Almost any Gorillaz album can be under this category.
They've a few misses, but their classics are legendary.
Illinois by Sufjan Stevens
Terrapin Station - Grateful Dead
Boston/Boston, Wish You Were Here, Animals/Pink Floyd
Listened to In Rainbows and A Moon Shaped Pool on acid (different occasions), and was overwhelmed with profound but cathartic sadness, but each album had its own nuance to the type of sadness. I didn’t put either on with any intention other than listening to some nice beats, but boy, was that a bad idea in a good way. Compared to In Rainbows, A Moon Shaped Pool was just devastating. Despite listening to it a million times already, it wasn’t until I was on acid that I realised one of the tracks has what sounds like hospital machinery beeping, and it was over for me then lol. In rainbows felt like a still valid but sort of petulant sadness angst grief, kind of coming to terms with stuff, but still having the energy to keep on keepin’ on. AMSP felt like insane, complicated, arduous and truly life changing grief. 10/10 recommend listening to Radiohead on acid if you got some deep sadness you need to cry about and can’t afford therapy lol.

**MATERIAL SHOWN:**
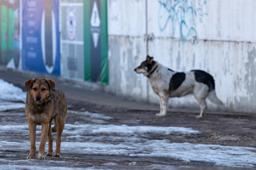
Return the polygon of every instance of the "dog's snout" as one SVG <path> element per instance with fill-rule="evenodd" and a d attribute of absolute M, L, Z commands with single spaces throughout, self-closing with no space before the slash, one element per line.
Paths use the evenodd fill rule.
<path fill-rule="evenodd" d="M 36 96 L 36 101 L 41 101 L 41 96 Z"/>

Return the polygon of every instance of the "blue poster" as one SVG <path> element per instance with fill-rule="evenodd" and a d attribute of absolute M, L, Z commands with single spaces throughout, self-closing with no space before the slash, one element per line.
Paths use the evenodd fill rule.
<path fill-rule="evenodd" d="M 22 69 L 60 76 L 59 0 L 22 5 Z"/>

**YOUR TASK:**
In the album comments, what did the writer notice about one track on A Moon Shaped Pool only while on acid?

**ANSWER:**
It has what sounds like hospital machinery beeping.